▸ Entries shown
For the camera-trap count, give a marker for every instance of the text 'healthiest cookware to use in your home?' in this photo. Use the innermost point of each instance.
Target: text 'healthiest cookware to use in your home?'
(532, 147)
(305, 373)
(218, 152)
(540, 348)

▸ Exercise goal
Copy the listing above line for line, changing nothing.

▸ Output of the task
For the camera-trap count, give a marker for every instance of the text 'healthiest cookware to use in your home?' in this photo. Use the innermost point of each instance.
Target: text 'healthiest cookware to use in your home?'
(532, 147)
(305, 373)
(218, 152)
(540, 348)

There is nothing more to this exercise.